- Exercise:
Report how many lines of the records below contain the word "every", giving only the number.

- Material provided:
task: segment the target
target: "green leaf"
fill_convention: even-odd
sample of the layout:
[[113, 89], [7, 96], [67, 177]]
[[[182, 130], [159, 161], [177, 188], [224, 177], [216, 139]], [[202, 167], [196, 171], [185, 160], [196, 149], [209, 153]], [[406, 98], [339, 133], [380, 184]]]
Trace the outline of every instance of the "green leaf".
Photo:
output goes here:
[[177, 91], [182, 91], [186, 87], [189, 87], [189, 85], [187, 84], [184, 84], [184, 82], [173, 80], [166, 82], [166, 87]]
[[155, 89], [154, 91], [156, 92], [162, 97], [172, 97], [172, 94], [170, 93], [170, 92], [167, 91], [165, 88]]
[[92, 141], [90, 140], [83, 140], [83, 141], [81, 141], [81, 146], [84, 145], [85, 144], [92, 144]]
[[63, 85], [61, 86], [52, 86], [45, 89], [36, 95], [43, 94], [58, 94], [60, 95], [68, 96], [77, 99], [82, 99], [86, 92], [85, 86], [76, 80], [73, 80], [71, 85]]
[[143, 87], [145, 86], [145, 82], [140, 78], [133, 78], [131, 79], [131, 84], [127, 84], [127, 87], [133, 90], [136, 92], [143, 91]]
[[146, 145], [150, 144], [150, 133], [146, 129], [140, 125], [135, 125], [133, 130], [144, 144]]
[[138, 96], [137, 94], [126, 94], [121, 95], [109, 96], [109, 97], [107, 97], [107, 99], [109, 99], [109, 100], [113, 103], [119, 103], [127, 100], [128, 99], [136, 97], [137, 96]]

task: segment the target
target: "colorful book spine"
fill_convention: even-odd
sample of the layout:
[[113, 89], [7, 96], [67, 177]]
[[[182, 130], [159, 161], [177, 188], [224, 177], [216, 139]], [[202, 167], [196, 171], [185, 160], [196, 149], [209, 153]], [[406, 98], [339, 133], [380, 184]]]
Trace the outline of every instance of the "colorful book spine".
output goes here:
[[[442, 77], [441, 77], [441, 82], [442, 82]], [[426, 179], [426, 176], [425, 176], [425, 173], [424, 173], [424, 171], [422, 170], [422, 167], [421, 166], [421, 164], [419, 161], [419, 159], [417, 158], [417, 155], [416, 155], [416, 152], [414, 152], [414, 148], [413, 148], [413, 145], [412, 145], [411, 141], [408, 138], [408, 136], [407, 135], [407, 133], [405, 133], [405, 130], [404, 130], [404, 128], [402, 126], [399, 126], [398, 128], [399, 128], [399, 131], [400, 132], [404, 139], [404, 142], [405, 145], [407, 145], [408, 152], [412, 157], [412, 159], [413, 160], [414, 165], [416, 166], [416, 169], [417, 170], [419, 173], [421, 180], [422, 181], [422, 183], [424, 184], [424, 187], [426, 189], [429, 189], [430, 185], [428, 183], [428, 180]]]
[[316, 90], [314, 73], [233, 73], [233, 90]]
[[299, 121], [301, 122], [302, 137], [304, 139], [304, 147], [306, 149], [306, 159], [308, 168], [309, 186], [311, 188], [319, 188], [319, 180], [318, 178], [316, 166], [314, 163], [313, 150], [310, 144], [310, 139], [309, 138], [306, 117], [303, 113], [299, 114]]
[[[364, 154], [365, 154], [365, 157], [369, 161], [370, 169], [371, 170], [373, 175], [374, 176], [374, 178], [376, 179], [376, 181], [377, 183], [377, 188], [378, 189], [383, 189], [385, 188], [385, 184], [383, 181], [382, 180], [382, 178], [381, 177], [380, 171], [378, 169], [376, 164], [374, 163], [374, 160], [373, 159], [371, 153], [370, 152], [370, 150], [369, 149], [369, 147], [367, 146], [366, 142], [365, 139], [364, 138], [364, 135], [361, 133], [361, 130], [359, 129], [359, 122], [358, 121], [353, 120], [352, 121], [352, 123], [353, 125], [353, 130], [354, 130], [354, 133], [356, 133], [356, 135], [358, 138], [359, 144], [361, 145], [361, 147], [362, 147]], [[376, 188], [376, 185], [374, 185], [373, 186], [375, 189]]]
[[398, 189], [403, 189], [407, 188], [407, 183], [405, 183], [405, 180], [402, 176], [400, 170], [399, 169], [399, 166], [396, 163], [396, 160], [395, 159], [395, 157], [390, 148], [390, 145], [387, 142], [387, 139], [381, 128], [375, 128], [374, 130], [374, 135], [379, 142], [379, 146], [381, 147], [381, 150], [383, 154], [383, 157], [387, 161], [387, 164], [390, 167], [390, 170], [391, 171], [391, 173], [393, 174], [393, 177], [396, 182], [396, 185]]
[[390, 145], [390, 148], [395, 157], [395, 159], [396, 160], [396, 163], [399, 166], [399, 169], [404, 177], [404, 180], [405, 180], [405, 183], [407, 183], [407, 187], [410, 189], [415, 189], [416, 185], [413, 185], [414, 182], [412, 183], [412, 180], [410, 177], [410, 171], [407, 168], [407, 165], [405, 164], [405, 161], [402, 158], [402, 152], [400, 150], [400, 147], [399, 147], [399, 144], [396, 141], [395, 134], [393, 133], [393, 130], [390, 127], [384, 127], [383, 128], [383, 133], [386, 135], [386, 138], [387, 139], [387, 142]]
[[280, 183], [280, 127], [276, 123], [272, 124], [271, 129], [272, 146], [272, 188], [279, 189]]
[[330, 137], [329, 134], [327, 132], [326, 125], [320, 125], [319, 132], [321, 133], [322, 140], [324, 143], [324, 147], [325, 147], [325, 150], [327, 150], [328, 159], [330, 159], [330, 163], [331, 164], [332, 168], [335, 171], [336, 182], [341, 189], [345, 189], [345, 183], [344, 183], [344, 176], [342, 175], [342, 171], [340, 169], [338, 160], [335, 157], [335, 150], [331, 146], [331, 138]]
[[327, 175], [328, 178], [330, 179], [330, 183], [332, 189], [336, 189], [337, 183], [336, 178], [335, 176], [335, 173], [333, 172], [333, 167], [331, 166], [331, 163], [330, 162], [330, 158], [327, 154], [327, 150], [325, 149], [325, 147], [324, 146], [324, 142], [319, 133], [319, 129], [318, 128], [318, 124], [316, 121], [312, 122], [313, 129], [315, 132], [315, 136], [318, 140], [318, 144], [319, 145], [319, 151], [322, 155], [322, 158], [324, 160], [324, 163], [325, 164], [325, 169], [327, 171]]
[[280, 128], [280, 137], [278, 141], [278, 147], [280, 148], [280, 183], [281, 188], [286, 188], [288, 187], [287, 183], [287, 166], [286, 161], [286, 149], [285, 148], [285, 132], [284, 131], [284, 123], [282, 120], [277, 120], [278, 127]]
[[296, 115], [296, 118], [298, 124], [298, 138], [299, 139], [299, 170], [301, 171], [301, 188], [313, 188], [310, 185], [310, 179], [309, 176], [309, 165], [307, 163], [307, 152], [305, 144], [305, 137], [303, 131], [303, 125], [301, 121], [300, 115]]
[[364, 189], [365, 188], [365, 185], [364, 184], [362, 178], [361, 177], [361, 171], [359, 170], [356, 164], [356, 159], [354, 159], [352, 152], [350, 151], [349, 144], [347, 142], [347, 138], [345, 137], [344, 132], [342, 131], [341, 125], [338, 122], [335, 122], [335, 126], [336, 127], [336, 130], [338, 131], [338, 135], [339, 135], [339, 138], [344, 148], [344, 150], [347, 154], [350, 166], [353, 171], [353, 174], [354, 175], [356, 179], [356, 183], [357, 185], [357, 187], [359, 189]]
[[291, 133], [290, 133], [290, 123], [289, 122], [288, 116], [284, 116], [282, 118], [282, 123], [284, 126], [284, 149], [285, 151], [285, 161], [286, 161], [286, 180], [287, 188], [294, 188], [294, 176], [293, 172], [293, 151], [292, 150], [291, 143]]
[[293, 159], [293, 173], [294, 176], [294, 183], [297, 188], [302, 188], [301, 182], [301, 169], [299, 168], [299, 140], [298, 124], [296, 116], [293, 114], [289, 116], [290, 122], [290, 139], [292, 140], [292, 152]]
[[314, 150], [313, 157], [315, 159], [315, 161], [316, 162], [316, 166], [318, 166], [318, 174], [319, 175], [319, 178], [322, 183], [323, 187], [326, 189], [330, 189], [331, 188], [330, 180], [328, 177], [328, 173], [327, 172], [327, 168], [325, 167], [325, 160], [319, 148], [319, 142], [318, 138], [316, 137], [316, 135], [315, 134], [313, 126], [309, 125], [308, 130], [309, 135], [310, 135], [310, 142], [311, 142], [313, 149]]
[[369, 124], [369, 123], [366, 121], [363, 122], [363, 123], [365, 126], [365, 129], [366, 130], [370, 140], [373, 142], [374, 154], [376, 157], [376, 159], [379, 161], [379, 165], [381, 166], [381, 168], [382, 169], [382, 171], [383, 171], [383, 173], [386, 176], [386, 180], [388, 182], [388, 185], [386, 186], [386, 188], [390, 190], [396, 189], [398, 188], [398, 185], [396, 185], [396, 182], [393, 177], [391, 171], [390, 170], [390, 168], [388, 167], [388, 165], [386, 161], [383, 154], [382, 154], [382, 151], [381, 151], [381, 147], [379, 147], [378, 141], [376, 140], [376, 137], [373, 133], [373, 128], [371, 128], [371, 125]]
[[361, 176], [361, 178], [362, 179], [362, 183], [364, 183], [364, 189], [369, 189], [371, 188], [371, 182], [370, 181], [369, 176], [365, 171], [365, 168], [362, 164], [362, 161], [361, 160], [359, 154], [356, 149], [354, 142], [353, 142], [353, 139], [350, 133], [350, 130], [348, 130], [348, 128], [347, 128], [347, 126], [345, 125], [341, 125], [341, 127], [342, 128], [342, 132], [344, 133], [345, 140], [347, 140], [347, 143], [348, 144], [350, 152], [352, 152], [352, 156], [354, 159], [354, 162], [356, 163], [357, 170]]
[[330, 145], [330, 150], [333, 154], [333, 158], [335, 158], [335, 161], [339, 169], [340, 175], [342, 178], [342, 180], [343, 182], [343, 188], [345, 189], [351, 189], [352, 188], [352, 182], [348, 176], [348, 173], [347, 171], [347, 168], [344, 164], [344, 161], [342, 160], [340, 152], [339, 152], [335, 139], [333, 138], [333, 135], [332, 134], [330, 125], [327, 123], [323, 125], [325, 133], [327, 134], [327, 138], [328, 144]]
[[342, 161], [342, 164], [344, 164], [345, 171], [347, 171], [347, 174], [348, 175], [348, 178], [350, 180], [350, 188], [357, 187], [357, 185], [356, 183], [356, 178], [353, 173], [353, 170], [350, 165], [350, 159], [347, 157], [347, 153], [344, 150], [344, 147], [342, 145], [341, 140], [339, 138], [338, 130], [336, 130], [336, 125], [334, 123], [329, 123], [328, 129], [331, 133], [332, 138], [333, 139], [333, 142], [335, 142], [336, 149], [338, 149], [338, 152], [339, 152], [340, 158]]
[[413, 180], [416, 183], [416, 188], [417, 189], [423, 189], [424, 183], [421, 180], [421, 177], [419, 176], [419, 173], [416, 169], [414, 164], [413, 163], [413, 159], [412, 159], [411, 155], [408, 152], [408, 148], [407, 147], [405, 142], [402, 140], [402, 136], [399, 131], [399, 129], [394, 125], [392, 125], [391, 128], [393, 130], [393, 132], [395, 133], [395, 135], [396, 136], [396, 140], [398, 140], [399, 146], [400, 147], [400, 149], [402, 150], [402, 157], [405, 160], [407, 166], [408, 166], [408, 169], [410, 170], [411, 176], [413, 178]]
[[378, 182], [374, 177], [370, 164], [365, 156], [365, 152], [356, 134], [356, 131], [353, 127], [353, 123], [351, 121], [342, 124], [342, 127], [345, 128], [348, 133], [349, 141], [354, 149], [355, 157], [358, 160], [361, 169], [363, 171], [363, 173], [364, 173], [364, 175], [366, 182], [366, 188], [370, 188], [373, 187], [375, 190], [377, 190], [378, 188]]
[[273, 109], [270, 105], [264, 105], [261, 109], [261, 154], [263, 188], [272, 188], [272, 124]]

- Answer in full:
2